KOSSENDEYS GEGENGEWICHT

Ich bin dann mal weg...

03.02.2016, 14:00 Uhr

Frau Kossendey-Koch plant ihren Urlaub - oder lieber doch nicht? (Foto: eyetronic / Fotolia)

Frau Kossendey-Koch plant ihren Urlaub - oder lieber doch nicht? (Foto: eyetronic / Fotolia)


Bei derart paradisischen Gewinnaussagen wähnte sich Ann-Katrin Kossendey-Koch zunächst im Sterne-Hotel auf Bali. Wenn da nicht die Realität wäre und eine ehrenamtliche Standesvertretung, deren 17 + 17 dringend gegen ein professionelles Team ausgetauscht werden müsste... 

Bali? Mauritius? Neuseeland? Ich kann mich gerade nicht entscheiden, wo ich mein Umsatzplus auf den Putz haue. Ich bin noch ganz aufgeregt, da ich es erst vor kurzen aus den Medien erfahren habe. Ich habe „erneut stark vom gestiegenen privaten Konsum profitiert“, um 5 Prozent sind die Arzneimittelausgaben gestiegen. Ich habe das zwar jetzt nicht so direkt im Geldbeutel und auf meinen Konten gemerkt, aber ich bin ja auch Heilberufler und kein BWLer. Da bin ich jetzt zehn Jahre selbstständig und es läuft in unserer Branche besser als jemals zuvor - zwar bergab und rückwärts, aber es läuft.

Innovatives Arzneimittel sprengt den Rahmen

Mein ehemaliger Nachbar kann mein pures Entsetzen, das mir ins Gesicht geschrieben steht, wenn ich ihn in meine Apotheke kommen sehe, so gar nicht nachvollziehen. Er braucht jetzt leider seit vergangenem Jahr ein innovatives, hochpreisiges Medikament für seine seltene Lungenkrankheit. Die Hochschule Hannover schreibt ihm gern gleich drei Packungen auf einmal auf, damit er seinen Dreimonatsbedarf decken kann. Es brauchte etwas Überredungskunst meinerseits, um die Lieferung der drei Hochpreiser etwas zu entzerren.  

Der Umsatz in dem Quartal war sensationell, meine Rezepteinlieferungen ein Traum und mein Dispo ein Desaster, so wie meine Stimmung. Ein Umsatzplus ist so leicht und flockig generiert, nur steigt der Gewinn leider nicht zwingend parallel dazu, wie selbst heilberufliche Kaufleute wissen.
══════════
#### Aufgabe 1:
Bearbeite den Text über Umsatz und Gewinn der Apotheke: Gib ihn beginnend bei "Mein ehemaliger Nachbar" und endend bei "heilberufliche Kaufleute wissen." wieder und ersetze darin "Dreimonatsbedarf" durch "Quartalsbedarf".
#### Aufgabe 2:
Knüpfe an den Text über Umsatz und Gewinn der Apotheke an und schreibe ihn nach seinem letzten Satz weiter.
══════════
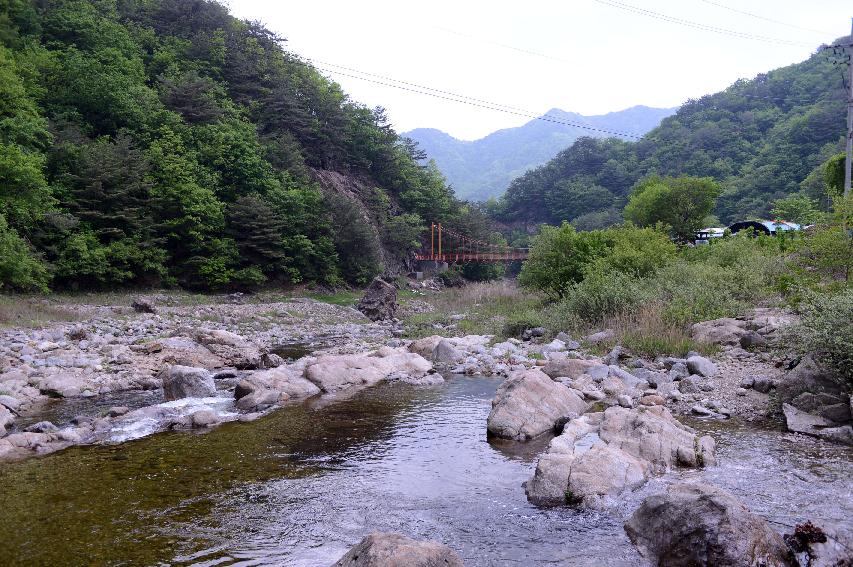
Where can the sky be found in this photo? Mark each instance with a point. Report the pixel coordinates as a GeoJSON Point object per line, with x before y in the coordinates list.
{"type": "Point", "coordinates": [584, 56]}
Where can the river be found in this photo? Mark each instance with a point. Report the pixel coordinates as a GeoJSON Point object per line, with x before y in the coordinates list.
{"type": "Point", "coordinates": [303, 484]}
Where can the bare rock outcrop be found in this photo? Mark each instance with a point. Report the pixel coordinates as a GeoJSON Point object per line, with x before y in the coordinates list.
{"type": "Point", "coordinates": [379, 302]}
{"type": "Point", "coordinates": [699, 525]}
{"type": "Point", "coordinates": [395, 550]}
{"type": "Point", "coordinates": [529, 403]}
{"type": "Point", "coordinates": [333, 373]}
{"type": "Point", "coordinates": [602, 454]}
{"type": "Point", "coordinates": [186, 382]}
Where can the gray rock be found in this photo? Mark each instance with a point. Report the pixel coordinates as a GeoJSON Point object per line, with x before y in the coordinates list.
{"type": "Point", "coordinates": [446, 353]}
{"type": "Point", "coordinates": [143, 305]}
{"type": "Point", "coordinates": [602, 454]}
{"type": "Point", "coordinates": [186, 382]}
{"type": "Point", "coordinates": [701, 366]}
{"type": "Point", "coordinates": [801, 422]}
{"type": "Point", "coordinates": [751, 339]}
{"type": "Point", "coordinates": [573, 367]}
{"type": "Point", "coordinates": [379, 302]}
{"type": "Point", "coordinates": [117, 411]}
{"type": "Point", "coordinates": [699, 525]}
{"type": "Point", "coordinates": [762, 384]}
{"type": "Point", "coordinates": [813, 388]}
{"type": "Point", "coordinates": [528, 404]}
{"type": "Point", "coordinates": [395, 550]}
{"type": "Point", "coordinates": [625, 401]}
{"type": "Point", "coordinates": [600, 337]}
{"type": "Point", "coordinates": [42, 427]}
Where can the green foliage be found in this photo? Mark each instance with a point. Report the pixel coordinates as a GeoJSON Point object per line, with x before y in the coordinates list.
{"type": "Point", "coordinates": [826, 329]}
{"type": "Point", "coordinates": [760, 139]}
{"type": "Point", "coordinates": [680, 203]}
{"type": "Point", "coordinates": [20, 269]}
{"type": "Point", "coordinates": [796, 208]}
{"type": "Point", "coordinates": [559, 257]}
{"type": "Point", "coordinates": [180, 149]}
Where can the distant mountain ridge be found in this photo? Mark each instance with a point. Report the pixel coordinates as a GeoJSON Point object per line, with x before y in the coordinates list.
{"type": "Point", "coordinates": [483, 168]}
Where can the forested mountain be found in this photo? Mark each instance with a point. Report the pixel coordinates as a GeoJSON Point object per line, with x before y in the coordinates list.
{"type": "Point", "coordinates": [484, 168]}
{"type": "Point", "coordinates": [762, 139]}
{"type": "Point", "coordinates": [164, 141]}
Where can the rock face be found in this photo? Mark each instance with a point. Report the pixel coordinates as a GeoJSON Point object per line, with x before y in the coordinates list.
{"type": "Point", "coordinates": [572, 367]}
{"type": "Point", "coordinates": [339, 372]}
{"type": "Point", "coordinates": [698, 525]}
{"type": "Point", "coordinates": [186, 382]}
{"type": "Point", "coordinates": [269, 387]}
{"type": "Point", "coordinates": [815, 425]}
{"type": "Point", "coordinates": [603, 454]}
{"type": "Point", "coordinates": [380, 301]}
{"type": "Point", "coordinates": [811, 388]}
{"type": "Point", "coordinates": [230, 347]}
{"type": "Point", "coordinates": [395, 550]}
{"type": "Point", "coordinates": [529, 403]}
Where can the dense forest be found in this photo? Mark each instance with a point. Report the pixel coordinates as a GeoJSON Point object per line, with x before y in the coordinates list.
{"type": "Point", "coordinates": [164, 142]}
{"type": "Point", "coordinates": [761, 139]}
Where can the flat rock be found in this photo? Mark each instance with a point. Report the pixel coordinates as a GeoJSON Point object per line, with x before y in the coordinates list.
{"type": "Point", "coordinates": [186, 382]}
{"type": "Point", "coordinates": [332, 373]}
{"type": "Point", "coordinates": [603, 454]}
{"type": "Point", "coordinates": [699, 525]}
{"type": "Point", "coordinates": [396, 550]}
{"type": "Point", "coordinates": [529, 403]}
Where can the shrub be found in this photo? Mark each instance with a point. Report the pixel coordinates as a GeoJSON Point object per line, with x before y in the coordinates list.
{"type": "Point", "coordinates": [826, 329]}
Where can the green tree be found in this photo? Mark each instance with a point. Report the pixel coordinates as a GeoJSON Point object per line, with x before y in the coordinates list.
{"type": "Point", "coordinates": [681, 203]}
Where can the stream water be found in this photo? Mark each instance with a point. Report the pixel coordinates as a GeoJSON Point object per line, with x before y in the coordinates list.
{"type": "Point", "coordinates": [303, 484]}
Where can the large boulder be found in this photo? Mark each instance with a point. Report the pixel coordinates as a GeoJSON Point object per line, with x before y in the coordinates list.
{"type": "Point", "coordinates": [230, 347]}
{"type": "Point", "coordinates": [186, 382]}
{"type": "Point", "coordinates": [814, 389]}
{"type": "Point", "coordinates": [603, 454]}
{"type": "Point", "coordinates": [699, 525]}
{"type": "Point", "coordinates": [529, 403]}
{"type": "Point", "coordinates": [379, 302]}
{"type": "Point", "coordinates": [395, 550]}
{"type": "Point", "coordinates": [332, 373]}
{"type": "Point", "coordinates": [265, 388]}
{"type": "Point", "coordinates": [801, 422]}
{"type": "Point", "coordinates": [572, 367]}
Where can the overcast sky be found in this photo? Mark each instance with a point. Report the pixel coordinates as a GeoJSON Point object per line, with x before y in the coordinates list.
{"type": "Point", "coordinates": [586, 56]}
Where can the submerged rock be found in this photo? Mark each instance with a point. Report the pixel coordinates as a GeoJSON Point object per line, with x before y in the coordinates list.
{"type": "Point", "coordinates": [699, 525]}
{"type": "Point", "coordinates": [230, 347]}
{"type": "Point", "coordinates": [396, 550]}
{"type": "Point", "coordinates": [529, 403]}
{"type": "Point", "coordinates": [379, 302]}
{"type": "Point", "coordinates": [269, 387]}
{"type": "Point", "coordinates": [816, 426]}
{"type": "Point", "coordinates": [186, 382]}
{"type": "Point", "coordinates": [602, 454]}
══════════
#### Lösung 1:
Mein ehemaliger Nachbar kann mein pures Entsetzen, das mir ins Gesicht geschrieben steht, wenn ich ihn in meine Apotheke kommen sehe, so gar nicht nachvollziehen. Er braucht jetzt leider seit vergangenem Jahr ein innovatives, hochpreisiges Medikament für seine seltene Lungenkrankheit. Die Hochschule Hannover schreibt ihm gern gleich drei Packungen auf einmal auf, damit er seinen Quartalsbedarf decken kann. Es brauchte etwas Überredungskunst meinerseits, um die Lieferung der drei Hochpreiser etwas zu entzerren.  

Der Umsatz in dem Quartal war sensationell, meine Rezepteinlieferungen ein Traum und mein Dispo ein Desaster, so wie meine Stimmung. Ein Umsatzplus ist so leicht und flockig generiert, nur steigt der Gewinn leider nicht zwingend parallel dazu, wie selbst heilberufliche Kaufleute wissen.

#### Lösung 2:
Frustriert von solch unglücklich formulierten Headlines, habe ich die ABDA-Homepage aufgerufen, um mir die Zahlen-Daten-Fakten anzuschauen. Die Seite baute sich erst gar nicht auf (bin ich schon gesperrt bei der ABDA?), dann so langsam, dass ich fast schon völlig ermüdet aufgegeben hätte. Aber siehe da - irgendwann öffnete sich die Fanpage unserer Pharma-Stars. 

Ann-Katrin Kossendey-Koch

Ist das Absicht, dass man möglichst immer viel Angriffsfläche bietet? Damit man ja nicht als Lobbyist wahrgenommen werden kann? Man nehme einmal das Beispiel „Verdienst einer durchschnittlichen Apotheke“, deren Umsatz laut Treuhand 2,2 Millionen Euro beträgt. Statistisch ist das sauber, keine Frage - aber standespolitisch ein Fauxpas. Die meisten Apotheken liegen laut der Zahlen mit ihrem Umsatz irgendwo zwischen 1,25 und 1,75 Millionen Euro, der Wert wird halt durch wenige umsatzstarke Apotheken verzerrt, so dass der Durchschnittsapotheker plötzlich 129.000 Euro Gewinn macht (und womöglich blauäugig Fernreisen bucht).  

Solche Zahlen dürfen auf der Homepage unserer Standesvertreter nicht unkommentiert veröffentlicht werden. Es muss ja nicht gleich BILD-Zeitungs-Niveau sein, aber ein knackiges Statement kann solche Zahlen schnell relativieren. Professionalität ist des - Achtung Wortspiel - Pudels Kern.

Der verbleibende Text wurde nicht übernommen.